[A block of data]
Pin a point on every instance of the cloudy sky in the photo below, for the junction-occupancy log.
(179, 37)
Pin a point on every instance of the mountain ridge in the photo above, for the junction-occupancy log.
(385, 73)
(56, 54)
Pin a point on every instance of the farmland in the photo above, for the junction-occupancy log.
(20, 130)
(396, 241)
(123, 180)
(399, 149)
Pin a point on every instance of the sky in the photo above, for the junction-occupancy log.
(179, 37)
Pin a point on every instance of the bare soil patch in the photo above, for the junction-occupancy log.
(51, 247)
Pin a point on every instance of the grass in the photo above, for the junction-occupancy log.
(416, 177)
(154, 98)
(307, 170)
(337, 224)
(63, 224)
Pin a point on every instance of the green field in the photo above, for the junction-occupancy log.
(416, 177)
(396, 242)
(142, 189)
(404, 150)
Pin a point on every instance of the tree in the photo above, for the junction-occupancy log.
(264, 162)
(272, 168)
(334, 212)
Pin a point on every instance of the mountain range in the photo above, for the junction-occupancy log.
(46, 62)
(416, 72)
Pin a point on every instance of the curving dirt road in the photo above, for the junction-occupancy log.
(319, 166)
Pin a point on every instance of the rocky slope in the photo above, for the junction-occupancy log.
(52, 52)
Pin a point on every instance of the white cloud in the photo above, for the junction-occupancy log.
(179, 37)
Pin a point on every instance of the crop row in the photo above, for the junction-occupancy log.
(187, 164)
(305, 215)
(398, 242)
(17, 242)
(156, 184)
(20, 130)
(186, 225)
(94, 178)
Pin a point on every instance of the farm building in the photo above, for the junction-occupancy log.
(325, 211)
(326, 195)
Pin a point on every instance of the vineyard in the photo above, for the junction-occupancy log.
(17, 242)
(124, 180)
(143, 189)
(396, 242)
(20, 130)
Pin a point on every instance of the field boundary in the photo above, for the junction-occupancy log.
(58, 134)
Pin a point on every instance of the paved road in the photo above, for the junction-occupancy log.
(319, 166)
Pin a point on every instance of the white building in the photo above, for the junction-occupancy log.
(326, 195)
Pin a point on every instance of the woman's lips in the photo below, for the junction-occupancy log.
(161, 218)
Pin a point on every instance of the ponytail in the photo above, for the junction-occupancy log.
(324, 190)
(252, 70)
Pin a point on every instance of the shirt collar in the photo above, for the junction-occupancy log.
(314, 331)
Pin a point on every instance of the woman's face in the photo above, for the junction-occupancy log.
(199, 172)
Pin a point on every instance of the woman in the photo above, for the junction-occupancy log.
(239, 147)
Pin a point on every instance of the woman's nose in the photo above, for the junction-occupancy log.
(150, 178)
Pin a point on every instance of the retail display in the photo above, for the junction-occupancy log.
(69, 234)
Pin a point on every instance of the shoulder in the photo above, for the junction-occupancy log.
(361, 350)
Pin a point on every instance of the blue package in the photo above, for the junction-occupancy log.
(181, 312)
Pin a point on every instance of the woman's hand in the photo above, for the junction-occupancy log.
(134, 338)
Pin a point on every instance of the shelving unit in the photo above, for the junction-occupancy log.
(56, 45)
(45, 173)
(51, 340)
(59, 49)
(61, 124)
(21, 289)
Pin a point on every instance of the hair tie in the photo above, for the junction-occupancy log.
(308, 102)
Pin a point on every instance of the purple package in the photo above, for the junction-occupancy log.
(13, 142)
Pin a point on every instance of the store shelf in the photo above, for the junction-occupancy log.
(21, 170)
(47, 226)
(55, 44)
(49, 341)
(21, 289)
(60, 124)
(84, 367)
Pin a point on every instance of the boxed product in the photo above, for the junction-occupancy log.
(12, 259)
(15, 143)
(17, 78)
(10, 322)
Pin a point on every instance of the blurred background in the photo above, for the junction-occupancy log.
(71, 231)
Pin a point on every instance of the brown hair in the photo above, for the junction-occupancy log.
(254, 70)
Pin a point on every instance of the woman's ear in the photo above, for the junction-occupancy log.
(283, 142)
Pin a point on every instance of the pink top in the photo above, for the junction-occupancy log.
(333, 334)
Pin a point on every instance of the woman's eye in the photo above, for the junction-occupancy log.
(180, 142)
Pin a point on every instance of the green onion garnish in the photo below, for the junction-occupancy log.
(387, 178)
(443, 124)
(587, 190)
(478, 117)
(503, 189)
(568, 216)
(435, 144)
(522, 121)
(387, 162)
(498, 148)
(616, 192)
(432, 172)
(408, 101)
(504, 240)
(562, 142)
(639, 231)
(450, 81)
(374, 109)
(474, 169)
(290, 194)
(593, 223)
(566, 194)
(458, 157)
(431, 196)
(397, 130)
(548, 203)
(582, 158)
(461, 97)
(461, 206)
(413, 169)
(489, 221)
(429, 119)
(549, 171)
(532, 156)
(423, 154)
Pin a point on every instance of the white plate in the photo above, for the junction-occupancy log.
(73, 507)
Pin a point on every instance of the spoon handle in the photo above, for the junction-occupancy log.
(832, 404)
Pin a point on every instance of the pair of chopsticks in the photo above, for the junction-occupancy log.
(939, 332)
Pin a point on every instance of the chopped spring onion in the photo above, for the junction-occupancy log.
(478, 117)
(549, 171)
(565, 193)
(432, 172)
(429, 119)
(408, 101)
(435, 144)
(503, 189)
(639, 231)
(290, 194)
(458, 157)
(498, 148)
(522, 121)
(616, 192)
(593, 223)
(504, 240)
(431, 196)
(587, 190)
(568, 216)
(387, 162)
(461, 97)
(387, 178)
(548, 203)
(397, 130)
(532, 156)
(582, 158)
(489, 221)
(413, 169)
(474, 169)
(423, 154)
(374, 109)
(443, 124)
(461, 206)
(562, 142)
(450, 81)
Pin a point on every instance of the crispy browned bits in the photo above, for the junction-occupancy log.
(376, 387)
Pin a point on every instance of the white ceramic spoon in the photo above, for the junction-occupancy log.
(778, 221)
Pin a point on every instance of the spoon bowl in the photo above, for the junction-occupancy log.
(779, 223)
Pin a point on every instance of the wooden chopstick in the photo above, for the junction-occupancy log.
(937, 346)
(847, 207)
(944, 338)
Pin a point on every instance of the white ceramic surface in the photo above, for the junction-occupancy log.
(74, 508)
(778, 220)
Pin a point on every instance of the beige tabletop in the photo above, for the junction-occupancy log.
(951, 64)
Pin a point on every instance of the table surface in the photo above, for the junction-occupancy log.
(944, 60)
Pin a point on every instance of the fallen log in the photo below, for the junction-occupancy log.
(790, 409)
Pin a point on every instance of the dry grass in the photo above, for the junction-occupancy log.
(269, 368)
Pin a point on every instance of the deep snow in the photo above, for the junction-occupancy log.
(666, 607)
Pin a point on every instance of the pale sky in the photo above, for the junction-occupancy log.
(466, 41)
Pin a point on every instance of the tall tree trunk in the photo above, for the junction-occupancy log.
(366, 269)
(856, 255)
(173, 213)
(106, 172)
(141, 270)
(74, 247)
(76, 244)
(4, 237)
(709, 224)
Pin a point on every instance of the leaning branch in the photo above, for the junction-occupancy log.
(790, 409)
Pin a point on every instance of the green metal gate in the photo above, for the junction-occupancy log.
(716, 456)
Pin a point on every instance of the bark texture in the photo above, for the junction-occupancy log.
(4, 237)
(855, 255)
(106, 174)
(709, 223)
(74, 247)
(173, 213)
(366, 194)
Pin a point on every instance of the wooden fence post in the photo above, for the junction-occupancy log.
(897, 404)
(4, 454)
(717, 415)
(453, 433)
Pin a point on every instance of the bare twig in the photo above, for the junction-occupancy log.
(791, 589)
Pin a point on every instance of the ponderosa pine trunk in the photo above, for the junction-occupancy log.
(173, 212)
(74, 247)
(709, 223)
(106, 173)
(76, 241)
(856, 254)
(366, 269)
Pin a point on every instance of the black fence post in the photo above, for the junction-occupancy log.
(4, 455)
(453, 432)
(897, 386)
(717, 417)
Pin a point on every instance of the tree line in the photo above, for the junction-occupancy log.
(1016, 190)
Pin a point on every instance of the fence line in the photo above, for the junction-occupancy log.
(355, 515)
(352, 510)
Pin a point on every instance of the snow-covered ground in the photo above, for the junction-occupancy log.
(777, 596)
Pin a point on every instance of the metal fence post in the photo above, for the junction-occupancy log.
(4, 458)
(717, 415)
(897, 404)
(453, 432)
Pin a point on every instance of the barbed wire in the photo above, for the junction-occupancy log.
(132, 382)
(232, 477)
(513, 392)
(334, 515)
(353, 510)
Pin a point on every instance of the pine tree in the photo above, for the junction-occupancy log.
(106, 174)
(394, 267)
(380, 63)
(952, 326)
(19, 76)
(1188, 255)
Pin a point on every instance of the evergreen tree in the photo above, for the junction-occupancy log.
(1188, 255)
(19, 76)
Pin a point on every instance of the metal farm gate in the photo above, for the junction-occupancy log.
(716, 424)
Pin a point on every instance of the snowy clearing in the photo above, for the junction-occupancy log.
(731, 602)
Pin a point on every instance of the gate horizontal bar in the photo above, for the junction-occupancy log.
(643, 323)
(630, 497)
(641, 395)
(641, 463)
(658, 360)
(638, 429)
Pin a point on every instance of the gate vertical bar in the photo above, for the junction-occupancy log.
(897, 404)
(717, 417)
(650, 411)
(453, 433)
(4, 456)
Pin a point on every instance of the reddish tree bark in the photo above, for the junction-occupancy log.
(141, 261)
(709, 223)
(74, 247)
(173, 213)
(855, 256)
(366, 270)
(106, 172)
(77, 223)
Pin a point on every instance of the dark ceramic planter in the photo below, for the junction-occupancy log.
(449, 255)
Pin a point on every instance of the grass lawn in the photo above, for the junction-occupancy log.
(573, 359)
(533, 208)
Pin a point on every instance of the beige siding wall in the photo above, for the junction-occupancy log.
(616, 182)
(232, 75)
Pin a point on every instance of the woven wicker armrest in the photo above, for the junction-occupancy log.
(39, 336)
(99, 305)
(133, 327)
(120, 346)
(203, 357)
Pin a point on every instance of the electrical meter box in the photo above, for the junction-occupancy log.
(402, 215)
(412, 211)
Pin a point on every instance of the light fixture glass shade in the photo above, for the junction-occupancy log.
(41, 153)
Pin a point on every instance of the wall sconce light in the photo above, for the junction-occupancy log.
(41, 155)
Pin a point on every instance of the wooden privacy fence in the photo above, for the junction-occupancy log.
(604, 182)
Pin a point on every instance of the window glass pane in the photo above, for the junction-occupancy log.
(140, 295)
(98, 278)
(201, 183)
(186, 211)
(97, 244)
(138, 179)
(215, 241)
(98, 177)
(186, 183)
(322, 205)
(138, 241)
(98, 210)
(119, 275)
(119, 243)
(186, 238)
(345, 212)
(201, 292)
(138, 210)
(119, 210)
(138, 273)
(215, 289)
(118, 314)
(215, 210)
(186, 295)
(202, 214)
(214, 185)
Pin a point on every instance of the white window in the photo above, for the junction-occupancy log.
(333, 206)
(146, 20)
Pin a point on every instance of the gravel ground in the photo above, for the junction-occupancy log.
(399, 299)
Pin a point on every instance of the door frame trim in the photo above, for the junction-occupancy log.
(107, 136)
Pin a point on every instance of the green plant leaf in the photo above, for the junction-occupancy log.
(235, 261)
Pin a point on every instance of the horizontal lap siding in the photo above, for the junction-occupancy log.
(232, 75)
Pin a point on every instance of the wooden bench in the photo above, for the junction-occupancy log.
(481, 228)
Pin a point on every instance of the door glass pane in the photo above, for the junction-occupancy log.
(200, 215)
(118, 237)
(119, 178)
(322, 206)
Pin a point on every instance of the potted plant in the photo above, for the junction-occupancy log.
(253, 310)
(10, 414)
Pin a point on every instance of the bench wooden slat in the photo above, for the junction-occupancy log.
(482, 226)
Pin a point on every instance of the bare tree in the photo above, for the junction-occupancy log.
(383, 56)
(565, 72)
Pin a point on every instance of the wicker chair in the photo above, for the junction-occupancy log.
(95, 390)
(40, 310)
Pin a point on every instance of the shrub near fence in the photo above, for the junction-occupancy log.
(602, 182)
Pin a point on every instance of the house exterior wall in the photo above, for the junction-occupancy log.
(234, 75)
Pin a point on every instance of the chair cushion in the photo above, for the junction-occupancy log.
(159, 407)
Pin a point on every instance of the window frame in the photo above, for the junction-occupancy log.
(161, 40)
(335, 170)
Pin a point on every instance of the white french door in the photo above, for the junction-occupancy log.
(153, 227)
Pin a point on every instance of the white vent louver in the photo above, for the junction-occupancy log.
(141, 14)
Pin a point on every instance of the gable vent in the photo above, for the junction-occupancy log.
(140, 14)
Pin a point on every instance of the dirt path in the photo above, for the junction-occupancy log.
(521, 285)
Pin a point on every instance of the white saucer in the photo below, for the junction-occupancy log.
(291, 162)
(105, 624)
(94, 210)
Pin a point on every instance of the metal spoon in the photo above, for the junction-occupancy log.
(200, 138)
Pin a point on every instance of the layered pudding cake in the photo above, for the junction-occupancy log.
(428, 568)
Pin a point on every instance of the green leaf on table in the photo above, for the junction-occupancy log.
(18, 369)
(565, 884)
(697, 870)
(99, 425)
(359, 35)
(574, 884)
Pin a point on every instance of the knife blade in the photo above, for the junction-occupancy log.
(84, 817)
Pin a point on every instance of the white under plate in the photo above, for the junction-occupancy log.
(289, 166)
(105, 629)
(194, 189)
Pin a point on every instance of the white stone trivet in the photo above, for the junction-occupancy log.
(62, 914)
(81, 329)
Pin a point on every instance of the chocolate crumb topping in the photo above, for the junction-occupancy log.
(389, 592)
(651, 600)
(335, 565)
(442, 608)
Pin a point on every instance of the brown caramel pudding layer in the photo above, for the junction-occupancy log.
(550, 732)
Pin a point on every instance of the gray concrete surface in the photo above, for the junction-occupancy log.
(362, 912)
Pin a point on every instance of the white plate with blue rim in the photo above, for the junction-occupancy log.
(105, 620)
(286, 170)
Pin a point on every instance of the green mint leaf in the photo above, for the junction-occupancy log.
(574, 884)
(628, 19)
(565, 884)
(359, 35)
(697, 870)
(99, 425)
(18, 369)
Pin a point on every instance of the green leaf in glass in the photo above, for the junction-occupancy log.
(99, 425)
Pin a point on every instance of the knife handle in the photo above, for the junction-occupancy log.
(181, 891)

**WHAT THE EXERCISE ASKS:** Copy exactly the lines from the one containing "Pin a point on every instance of the brown caramel" through the last line of the records, both included, and nothing else.

**WORKED ANSWER:**
Pin a point on every instance of the brown caramel pudding layer in the photo above, for the junction-occupancy log.
(550, 732)
Pin a point on every instance of the gray concrete surface in the photo above, for the junction-occupancy log.
(362, 912)
Pin a point on every instance of the white plate with blue rim in the photo above, for the junction-occupancy log.
(105, 620)
(286, 170)
Pin a point on every instance of the green mint leaf in the photo above, for the junction-occupancy log.
(574, 884)
(628, 19)
(565, 884)
(359, 35)
(697, 870)
(99, 425)
(18, 369)
Pin a point on every instance of the green leaf in glass in the photo above, for the junction-occupancy log.
(99, 425)
Pin a point on every instance of the knife handle in the photo above, for the junction-occupancy log.
(181, 891)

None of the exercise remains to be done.